Title:	Mathematics at DEC

Moderator:	RUSURE::EDP

Created:	Mon Feb 03 1986
Last Modified:	Fri Jun 06 1997
Last Successful Update:	Fri Jun 06 1997
Number of topics:	2083
Total number of notes:	14613

1142.0. "Find Shape and Size of Least Area" by TROU10::RITCHE (From the desk of Allen Ritche...) Thu Oct 19 1989 19:39

Upon recommendation in BRAIN_BOGGLERS, I am reposting here for those
mathematicians out there.

                                     ---

Note 846.0              Find Shape and Size of Least Area           16 replies
                                                                               
What is the shape and size of least area which will cover *any* plane figure    
of given perimeter?                                                             
                                                                               
For example to make it more concrete, take a fixed perimeter of 24 inches;      
find the shape and size of a piece of paper that will cover all possible        
figures that can be constructed with that fixed perimeter.                      
                                                                               
I don't have the solution and don't know if it's unique, but I think a          
prize is in order for the smallest area boggled here.

> Recorded data:
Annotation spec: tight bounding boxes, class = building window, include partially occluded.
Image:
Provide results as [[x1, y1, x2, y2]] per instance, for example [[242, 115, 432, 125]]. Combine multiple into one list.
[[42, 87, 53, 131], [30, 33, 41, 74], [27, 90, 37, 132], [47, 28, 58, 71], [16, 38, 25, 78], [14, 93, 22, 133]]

> Tasks to perform:
A: In the Mathematics at DEC post, what fixed perimeter does the example use?
B: Rewrite the Mathematics at DEC post between "For example to" and "area boggled here.", inclusive, putting "reward" in place of "prize".

> In response:
A: 24 inches

B:
For example to make it more concrete, take a fixed perimeter of 24 inches;      
find the shape and size of a piece of paper that will cover all possible        
figures that can be constructed with that fixed perimeter.                      
                                                                               
I don't have the solution and don't know if it's unique, but I think a          
reward is in order for the smallest area boggled here.